- _Opdracht 1_
Welke straf had de officier van justitie gekozen, volgens de tekst over de strafoplegging?
- _Opdracht 2_
Neem uit de tekst over de strafoplegging het stuk van "Bij de strafoplegging" tot en met "is daardoor verboden." over, en zet daarin "collectie" in plaats van "verzameling".
- _Opdracht 3_
Schrijf een vervolg op de tekst over de strafoplegging dat aansluit op de laatste zin.
== Tekstfragment ==
Bij de strafoplegging zal de rechtbank in het nadeel van verdachte rekening houden met het volgende. Verdachte heeft weloverwogen (vuur)wapens verzameld en is niet in het bezit van Nederlandse documenten of vergunningen daarvoor. Verdachte heeft weliswaar een aantal vuurwapens uit de verzameling onklaar gemaakt, maar niet zodanig dat zij voldoen aan de vrijstelling conform artikel 4 lid 1 onder a van de Wet wapens en munitie. Van een aantal wapens is het bijbehorende certificaat van onklaarmaking niet rechtsgeldig voor de Nederlandse wet en de overige wapens uit de verzameling lijken zodanig op een vuurwapen dat deze voor bedreiging of afdreiging geschikt zijn. Het voorhanden hebben van al deze wapens is daardoor verboden.
De rechtbank is van oordeel dat in verband met een juiste normhandhaving in het algemeen bij de straftoemeting aansluiting moet worden gezocht bij de door het Landelijk overleg van strafvoorzitters van de strafsectoren van de gerechtshoven en de rechtbanken (LOVS) geformuleerde oriëntatiepunten voor de straftoemeting. De rechtbank ziet geen aanleiding hiervan af te wijken en zij acht de door de officier van justitie gekozen strafmodaliteit, een geldboete, onvoldoende recht doen aan de ernst en omvang van de bewezen verklaarde feiten. .
===
== Data ==
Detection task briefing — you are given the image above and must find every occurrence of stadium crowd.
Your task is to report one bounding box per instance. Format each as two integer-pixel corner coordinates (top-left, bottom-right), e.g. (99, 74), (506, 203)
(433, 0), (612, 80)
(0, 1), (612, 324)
===
- _Uitwerking 1_
Een geldboete.

- _Uitwerking 2_
Bij de strafoplegging zal de rechtbank in het nadeel van verdachte rekening houden met het volgende. Verdachte heeft weloverwogen (vuur)wapens verzameld en is niet in het bezit van Nederlandse documenten of vergunningen daarvoor. Verdachte heeft weliswaar een aantal vuurwapens uit de collectie onklaar gemaakt, maar niet zodanig dat zij voldoen aan de vrijstelling conform artikel 4 lid 1 onder a van de Wet wapens en munitie. Van een aantal wapens is het bijbehorende certificaat van onklaarmaking niet rechtsgeldig voor de Nederlandse wet en de overige wapens uit de collectie lijken zodanig op een vuurwapen dat deze voor bedreiging of afdreiging geschikt zijn. Het voorhanden hebben van al deze wapens is daardoor verboden.

- _Uitwerking 3_
In beginsel acht de rechtbank een aanmerkelijke onvoorwaardelijke gevangenisstraf op zijn plaats bij het verboden bezit van een dergelijke grote hoeveelheid vuurwapens. Echter zij ziet in de na te noemen bijzondere omstandigheden van dit geval aanleiding om te volstaan met een geheel voorwaardelijke gevangenisstraf.
De rechtbank overweegt daartoe als volgt:
- de "echte" vuurwapens uit de verzameling zijn onklaar gemaakt en uit niets is gebleken dat verdachte deze wapens voor andere doeleinden voorhanden had dan het verzamelen ervan.
- verdachte wordt financieel getroffen door de onttrekking aan het verkeer, gelet op de waarde die een aantal wapens uit de verzameling vertegenwoordigen, en
- sinds het tijdstip waarop de gepleegde strafbare feiten hebben plaatsgehad is er inmiddels geruime tijd verstreken, terwijl niet is gebleken dat verdachte in deze tussenliggende periode nieuwe strafbare feiten heeft gepleegd.
De rechtbank zal deze omstandigheden in strafmatigende zin meewegen bij het bepalen van de hoogte van de sanctie..
De op te leggen maatregel.
Het beslag.
Bij beschikking van 10 september 2010 is door de raadkamer van de Rechtbank 's-Hertogenbosch de teruggave gelast van de wapens onder de nummers 16 en 18 op de beslaglijst.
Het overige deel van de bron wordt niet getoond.